WHAT YOU WILL DO |
**A.** List every person mentioned by name in the post about Dr. Greenfield's resignation.
**B.** Carry on the post about Dr. Greenfield's resignation from the point where it stops.

[EXCERPT PROVIDED Boundary: Start]

Dr. Greenfield is Human

A few days ago I read that Dr. Lazar Greenfield, Professor Emeritus at the University of Michigan, resigned as the president-elect of the American College of Surgeons over flak for authoring a Valentine’s Day-pegged, tacky, tasteless and sexist piece in Surgery News. The February issue is mysteriously absent in the pdf-ied archives. According to the Times coverage: “The editorial cited research that found that female college students who had had unprotected sex were less depressed than those whose partners used condoms.

From Pauline Chen, also in the Times:

It begins with a reference to the mating behaviors of fruit flies, then goes on to discuss studies on the menstrual cycles of heterosexual and lesbian women who live together. Citing the research of evolutionary psychologists at the State University of New York, it describes how female college students who had been exposed to semen were less depressed than their peers who had not, concluding: “So there’s a deeper bond between men and women than St. Valentine would have suspected, and now we know there’s a better gift for that day than chocolates.”

[EXCERPT PROVIDED Boundary: End]
[DATA LISTING Boundary: Start]

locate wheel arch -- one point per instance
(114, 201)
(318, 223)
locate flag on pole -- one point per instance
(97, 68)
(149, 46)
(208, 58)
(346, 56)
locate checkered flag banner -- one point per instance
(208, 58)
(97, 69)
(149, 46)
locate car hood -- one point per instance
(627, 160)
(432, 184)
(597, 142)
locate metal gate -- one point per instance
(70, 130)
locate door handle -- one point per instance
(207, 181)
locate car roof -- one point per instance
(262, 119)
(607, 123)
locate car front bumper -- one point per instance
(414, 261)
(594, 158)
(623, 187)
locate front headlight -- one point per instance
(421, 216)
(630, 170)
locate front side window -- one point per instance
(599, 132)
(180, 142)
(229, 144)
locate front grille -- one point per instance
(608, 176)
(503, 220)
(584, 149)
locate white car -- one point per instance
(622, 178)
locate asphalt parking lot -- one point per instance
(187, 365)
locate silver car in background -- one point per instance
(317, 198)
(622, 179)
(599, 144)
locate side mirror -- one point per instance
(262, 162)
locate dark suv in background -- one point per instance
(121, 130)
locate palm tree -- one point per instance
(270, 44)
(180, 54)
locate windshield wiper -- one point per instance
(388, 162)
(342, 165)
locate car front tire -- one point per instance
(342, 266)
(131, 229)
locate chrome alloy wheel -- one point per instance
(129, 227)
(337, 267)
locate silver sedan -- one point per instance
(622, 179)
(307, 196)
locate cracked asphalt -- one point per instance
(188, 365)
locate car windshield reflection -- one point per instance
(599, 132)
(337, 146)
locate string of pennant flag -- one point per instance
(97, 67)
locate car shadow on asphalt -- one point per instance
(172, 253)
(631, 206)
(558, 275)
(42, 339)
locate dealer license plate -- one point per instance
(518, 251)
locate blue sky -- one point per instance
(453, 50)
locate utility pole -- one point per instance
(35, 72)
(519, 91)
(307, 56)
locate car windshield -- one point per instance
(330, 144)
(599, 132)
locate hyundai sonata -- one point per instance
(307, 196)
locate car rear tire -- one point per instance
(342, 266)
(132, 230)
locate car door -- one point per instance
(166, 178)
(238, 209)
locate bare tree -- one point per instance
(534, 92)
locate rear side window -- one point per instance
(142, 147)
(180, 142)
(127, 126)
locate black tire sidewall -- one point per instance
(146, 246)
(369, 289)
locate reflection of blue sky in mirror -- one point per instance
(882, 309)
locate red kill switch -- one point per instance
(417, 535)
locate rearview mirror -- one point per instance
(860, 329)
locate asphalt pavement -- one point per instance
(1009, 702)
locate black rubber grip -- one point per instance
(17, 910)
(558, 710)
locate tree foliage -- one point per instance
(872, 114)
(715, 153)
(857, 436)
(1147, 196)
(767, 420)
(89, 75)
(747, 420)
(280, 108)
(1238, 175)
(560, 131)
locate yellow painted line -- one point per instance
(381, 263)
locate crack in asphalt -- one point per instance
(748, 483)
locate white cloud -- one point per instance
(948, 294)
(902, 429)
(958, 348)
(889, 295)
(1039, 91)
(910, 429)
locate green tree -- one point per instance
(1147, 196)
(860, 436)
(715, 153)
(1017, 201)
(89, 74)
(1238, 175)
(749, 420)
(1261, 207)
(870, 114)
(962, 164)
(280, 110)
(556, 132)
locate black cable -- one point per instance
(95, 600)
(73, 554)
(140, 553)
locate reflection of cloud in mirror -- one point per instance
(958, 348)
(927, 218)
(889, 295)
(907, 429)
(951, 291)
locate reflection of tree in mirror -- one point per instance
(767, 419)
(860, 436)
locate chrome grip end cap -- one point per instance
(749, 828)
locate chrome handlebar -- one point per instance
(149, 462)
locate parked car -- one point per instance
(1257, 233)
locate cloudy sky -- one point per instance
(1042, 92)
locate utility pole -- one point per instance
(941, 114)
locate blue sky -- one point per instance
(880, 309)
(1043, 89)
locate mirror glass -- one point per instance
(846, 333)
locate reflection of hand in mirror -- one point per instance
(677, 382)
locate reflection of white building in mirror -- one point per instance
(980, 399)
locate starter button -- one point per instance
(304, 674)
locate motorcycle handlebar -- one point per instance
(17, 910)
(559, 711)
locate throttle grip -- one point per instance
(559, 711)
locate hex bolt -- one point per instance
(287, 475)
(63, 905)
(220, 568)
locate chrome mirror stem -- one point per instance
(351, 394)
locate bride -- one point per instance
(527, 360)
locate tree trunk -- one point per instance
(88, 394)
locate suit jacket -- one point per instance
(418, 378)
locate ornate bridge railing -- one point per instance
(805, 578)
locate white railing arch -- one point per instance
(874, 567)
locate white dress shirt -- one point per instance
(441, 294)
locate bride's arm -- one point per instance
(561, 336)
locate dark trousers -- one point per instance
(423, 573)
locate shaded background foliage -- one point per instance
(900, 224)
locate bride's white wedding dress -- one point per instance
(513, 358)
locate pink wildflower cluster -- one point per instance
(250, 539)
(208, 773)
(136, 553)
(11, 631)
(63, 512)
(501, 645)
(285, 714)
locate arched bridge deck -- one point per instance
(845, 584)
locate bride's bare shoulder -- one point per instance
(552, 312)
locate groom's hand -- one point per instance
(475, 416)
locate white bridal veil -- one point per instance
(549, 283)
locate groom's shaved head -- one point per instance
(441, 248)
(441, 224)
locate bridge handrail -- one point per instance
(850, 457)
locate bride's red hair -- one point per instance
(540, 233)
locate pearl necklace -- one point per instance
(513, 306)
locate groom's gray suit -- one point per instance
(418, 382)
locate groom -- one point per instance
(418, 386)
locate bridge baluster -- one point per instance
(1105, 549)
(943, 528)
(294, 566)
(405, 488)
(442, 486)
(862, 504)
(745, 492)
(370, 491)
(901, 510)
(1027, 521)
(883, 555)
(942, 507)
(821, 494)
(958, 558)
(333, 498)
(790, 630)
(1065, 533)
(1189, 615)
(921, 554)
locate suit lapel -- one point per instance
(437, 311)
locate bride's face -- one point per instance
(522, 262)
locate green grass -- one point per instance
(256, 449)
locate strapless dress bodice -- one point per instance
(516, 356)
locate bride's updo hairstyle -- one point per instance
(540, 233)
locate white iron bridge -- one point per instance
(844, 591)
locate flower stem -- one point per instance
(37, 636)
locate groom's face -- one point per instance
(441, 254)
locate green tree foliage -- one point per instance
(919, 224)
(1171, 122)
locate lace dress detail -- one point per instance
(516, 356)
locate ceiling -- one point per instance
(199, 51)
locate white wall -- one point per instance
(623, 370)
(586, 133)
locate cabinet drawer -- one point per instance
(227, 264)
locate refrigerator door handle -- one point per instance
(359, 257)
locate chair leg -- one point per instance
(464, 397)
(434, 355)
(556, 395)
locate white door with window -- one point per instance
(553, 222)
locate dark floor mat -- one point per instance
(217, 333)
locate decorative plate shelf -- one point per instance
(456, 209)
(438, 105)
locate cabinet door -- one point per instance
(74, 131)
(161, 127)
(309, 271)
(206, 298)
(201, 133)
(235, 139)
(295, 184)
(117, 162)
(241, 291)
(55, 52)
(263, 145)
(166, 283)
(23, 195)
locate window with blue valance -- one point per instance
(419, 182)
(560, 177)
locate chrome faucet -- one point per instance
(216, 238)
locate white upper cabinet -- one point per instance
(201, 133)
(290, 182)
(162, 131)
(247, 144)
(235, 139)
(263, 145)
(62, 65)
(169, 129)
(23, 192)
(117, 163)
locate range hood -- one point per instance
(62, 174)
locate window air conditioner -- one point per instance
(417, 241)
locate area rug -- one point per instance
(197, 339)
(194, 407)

[DATA LISTING Boundary: End]

ANSWERS FOR THIS EXERCISE |
**A.** Dr. Lazar Greenfield, Pauline Chen, St. Valentine

**B.**
Not that I’m OK with any of this, as I’ve known the ickiness of older male physicians who don’t even realize when they’re being inappropriate.

But this morning I learned from Orac that Dr. Greenfield is the Dr. Greenfield, the one that invented the Greenfield filter. This threw me a bit, because I admire Dr. Greenfield for his work. He’s saved a lot of lives, perhaps tens of thousands. (I’m guessing on this number; it could be more, the point is – a Tsunami’s worth of lives.)

Doctors, including non-surgeons like me, would sometimes advise insertion of Greenfield filters in patients with blood clots and a contraindication to blood thinning. One example of countless I recall in my own experience as an oncologist: an elderly patient with pancreatic cancer and limited mobility who had a DVT in the leg and a brain met. We wouldn’t want to give the patient a standard blood thinner, like heparin or coumadin, because the tumor in the brain might bleed with catastrophic effect.

The common teaching was that a Greenfield filter, inserted through a large thigh vein up to the inferior vena cava, would prevent a blood clot from spreading from a patient’s leg up to the heart’s right chamber and into the lung’s circulation, where it might lodge in the form of a pulmonary embolus, a serious and sometimes lethal condition.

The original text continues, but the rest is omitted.